Task instructions:
Collect from the data below each line with "coordinates".

Input records:
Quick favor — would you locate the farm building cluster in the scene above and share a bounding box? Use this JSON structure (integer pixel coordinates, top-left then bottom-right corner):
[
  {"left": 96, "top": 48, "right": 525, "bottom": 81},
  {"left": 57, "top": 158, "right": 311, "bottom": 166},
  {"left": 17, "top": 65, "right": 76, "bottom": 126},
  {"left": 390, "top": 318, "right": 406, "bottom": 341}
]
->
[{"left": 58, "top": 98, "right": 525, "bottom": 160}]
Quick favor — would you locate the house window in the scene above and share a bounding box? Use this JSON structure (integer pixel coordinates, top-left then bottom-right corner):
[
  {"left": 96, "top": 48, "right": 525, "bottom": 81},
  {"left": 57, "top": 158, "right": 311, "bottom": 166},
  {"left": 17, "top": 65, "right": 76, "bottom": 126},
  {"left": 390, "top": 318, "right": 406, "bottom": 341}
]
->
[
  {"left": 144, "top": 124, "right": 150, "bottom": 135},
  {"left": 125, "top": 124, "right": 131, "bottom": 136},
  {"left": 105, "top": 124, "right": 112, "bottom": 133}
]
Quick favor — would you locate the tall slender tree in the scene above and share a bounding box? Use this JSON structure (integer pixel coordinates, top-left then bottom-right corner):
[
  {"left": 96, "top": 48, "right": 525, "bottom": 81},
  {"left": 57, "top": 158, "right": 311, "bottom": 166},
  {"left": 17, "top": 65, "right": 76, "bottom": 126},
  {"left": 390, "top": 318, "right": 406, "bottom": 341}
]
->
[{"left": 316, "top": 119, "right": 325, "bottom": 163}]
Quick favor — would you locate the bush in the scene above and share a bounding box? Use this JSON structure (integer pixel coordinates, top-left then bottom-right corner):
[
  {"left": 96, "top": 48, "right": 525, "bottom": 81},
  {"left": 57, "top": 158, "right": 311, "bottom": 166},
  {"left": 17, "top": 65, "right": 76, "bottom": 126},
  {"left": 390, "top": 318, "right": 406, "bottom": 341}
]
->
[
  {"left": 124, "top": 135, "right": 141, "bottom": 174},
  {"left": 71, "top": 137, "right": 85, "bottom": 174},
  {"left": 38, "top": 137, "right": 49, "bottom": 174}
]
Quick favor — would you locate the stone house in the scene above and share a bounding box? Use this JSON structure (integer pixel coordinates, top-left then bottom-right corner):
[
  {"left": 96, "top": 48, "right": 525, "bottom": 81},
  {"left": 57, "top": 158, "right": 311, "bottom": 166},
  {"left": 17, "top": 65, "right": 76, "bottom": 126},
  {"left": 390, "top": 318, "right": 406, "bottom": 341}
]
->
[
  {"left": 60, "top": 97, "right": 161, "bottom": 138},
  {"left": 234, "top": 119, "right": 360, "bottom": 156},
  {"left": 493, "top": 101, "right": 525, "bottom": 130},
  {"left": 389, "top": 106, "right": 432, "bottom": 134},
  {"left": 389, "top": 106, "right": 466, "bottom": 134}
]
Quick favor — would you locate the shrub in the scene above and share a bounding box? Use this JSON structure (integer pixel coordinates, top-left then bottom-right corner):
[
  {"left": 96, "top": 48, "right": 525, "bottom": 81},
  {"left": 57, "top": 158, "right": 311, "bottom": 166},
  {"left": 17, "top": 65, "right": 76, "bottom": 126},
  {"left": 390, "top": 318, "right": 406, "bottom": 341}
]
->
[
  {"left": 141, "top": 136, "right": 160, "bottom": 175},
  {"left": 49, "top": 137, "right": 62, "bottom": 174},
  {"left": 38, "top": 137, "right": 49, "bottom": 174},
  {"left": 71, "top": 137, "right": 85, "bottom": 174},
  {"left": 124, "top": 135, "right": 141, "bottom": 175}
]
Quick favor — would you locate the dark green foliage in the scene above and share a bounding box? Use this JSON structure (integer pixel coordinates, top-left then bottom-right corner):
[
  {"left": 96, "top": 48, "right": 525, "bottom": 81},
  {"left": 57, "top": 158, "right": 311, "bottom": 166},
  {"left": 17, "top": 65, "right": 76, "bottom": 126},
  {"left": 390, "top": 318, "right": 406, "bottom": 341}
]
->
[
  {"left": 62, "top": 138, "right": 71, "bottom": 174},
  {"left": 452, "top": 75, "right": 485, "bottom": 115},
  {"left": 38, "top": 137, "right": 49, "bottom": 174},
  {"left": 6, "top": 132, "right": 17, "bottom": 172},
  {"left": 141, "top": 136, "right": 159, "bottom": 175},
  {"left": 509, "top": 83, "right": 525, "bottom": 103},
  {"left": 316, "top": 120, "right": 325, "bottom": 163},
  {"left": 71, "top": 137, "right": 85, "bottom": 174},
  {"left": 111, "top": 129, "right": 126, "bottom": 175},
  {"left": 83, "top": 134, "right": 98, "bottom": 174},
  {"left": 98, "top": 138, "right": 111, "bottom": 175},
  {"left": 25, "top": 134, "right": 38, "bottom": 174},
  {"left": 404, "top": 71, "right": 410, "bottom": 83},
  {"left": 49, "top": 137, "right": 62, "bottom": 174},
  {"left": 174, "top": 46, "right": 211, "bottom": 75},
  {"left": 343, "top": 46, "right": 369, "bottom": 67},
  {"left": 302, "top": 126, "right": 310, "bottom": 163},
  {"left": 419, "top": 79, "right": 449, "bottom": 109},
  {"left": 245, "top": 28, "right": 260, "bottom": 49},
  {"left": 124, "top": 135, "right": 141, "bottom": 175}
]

--

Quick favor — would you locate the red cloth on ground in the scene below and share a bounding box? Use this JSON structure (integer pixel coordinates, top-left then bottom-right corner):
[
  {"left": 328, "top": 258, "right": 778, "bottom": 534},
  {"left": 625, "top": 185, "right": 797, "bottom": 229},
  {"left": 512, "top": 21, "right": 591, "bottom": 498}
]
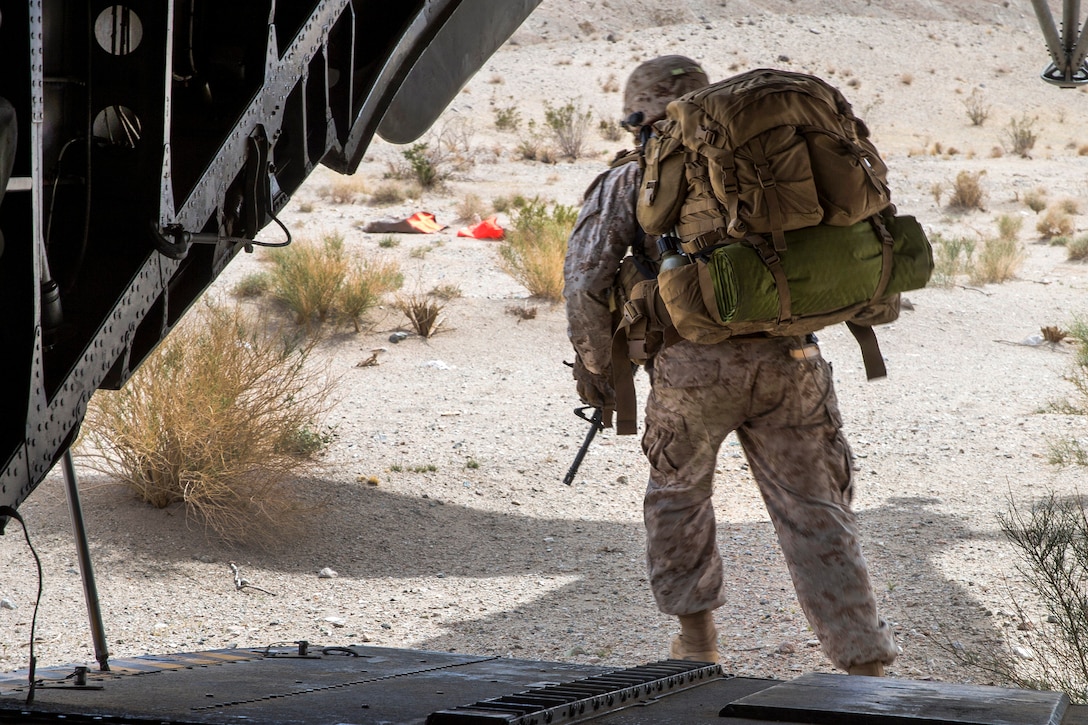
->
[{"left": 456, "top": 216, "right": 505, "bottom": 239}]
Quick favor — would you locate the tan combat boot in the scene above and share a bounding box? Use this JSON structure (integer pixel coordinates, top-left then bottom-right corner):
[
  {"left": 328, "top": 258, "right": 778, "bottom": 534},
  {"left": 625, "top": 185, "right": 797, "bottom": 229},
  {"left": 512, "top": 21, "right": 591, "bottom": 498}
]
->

Exercise solution:
Quick favor — would you locate the farm building cluster in the scene above and share a bounding box? Use this JSON structure (integer pixel coordinates, top-left then bottom-right corner):
Quick favor — would you locate the house window in the scene above and share a bounding box? Use this JSON structure (integer pixel coordinates, top-left then bottom-right corner):
Quick favor — would you locate the tall slender tree in the scene above and share a bounding box? Use this JSON structure (integer pixel coordinates, top-left then bottom-right corner):
Quick favor — would you locate the bush in the scene above and share a bounding box? Use this JSON structure (integer pixel coordinates, top-left then bottom-right corner):
Quick favor — would you locate the stone house in the scene above and share a bounding box? Use this JSON structure (integer pixel coordinates, top-left then bottom-right corner):
Quick favor — would you locate the shrub in the scene above and share a bounding box? Use this JSON structure (integer pixel coordinates, top-left then bottom-right corner):
Quick favor — would you locate the dark green foliage in the scene above and share a bounding box? Use this JSON structure (integer pixel coordinates, top-left then bottom-right corner):
Quick favor — would you locate the red cloth on ground in the scene below and share a bounding box? Use this JSON structure (integer pixel coordinates, top-left then bottom-right corner):
Quick favor — would you locate the tan combat boot in the scene above and share a bounding box? Use this JSON structure (integer pixel coordinates, top-left then bottom-right corner):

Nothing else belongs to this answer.